● **Given passage**:
By A.J. Etherington
The Courier 

Zinke Talks Issues, Leadership Record

 


In a phone interview with the Courier on Oct. 31, Congressman Ryan Zinke reiterated his support for Northeastern Montana and his positions on key issues, particularly those weighing heaviest on Valley County voters. Zinke spoke on issues ranging from successes in the 114th Congress, “free-roaming” bison, healthcare and mental health resources, as well as veterans’ healthcare.

Among his successes in congress, Zinke emphasized the passing of a recent infrastructure bill, the installment of permanent tax relief for implement sales and purchases, opposition to the Waters of the United States Act, and support for a farm bill that would “protect family farms” and provide relief from death taxes.

Zinke also lamented the current political environment, commenting on the divisiveness in the current presidential election, and recent athlete protests during the National Anthem. Zinke said, “This election seems to have divided the country. The National Anthem is being politicized. Law enforcement is no longer respected across the country, and our government is not trusted by many. We need to come together as a country to solve our issues.”


Zinke also emphasized his ties to Eastern Montana, saying, “I spend way more time in the east than the west.”

On “free-roaming” bison, he restated his view that bison should be treated as livestock, and that large swathes of grazing bison are not only impractical but could be dangerous to the ecosystem. He referred to the Lamar Valley in Yellowstone National Park, where bison have gone unmanaged for some time and now number in the multiple thousands. Zinke described the valley in the following terms: “The bison have wreaked havoc up there. I mean, it looks like Afghanistan.” He fears similar repercussions in Northeast Montana if bison are left unchecked. Zinke was also clearly sensitive to the impact bison have on ranching and reduced cattle production in Phillips and Valley Counties. “Unchecked bison cause damage,” said Zinke, “I think we’ve lost around 9,000 head of cattle production in Phillips County due to the APR [American Prairie Reserve].”

On the state of healthcare in small Montana cities and towns, he commented, “We’re not even rural; we are frontier medicine, and frontier medicine is different.” He stressed that there needs to be flexibility on the ground and not a one-size-fits-all approach to medicine in America. When asked if he was aware of the effects of Medicare reimbursement rates on rural nursing homes in Phillips and Valley County, Zinke emphasized that Medicare reimbursements for frontier care are low, but in areas like the Florida Panhandle, they are much higher, a fact which Zinke attributed to the formula used by the government to calculate rates. He cited this as one of the cases in which flexibility at the lower levels is needed to fix the problem.


Addressing mental health, Zinke said, “The mental health system has become the criminal justice system, because mental health can sometimes lead to criminal behavior.” He added, “We need to push flexibility and latitude to the front lines of healthcare to promote innovation.” He was not overly critical of the Veterans Health Administration, but he was critical of the wait times and bureaucratic obstacles to care. When asked about reputed visits to VA clinics across the state to follow up on Veterans issues, Zinke said, “That’s true. I try to check in on all our veterans […]. We’re not numbers. Every veteran has a face, every veteran has a service jacket, and every veteran has a medical record.”

● **Dataset excerpt**:
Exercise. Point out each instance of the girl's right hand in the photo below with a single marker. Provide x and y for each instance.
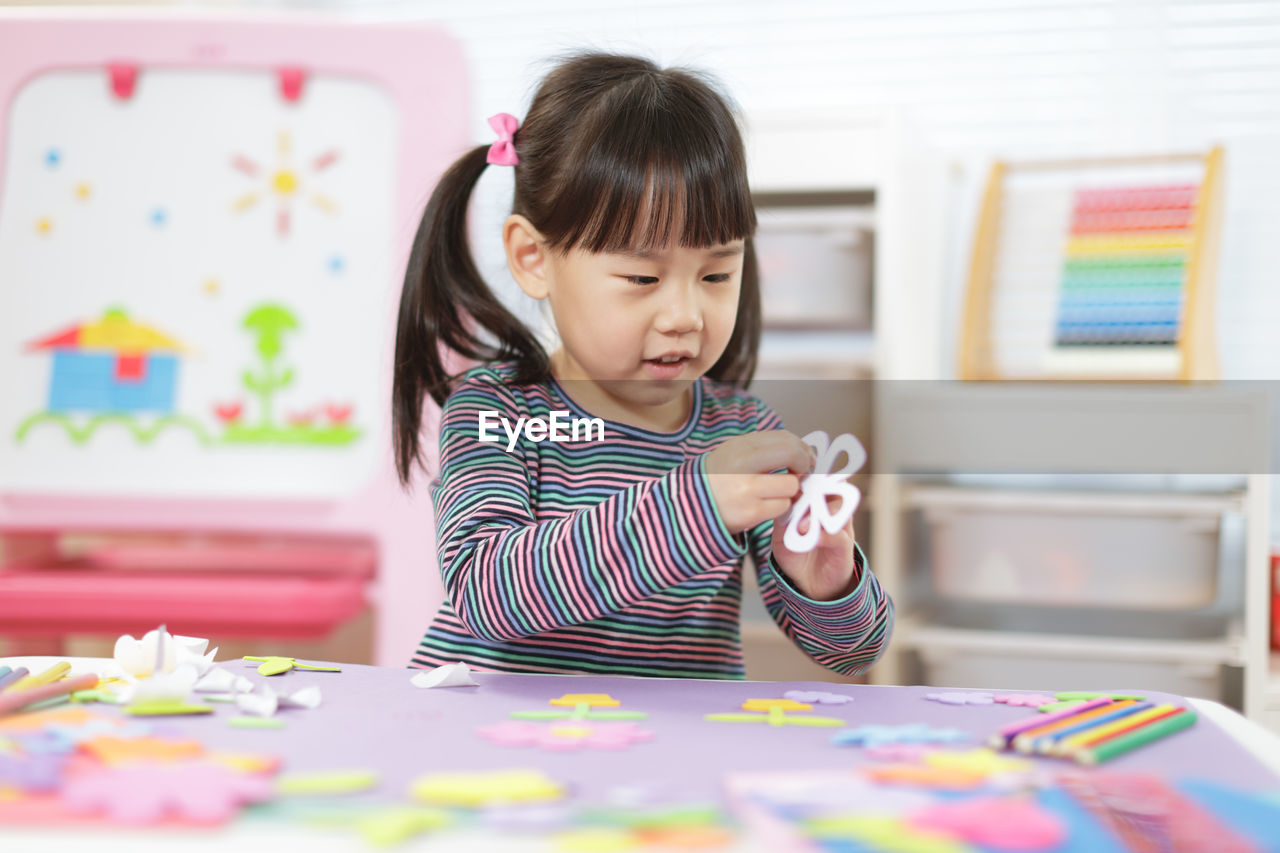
(741, 483)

● **Brief**: Write out, word for word, the part of the Zinke interview article starting at "On the state" and ending at "fix the problem.".

● **Exercise solution**:
On the state of healthcare in small Montana cities and towns, he commented, “We’re not even rural; we are frontier medicine, and frontier medicine is different.” He stressed that there needs to be flexibility on the ground and not a one-size-fits-all approach to medicine in America. When asked if he was aware of the effects of Medicare reimbursement rates on rural nursing homes in Phillips and Valley County, Zinke emphasized that Medicare reimbursements for frontier care are low, but in areas like the Florida Panhandle, they are much higher, a fact which Zinke attributed to the formula used by the government to calculate rates. He cited this as one of the cases in which flexibility at the lower levels is needed to fix the problem.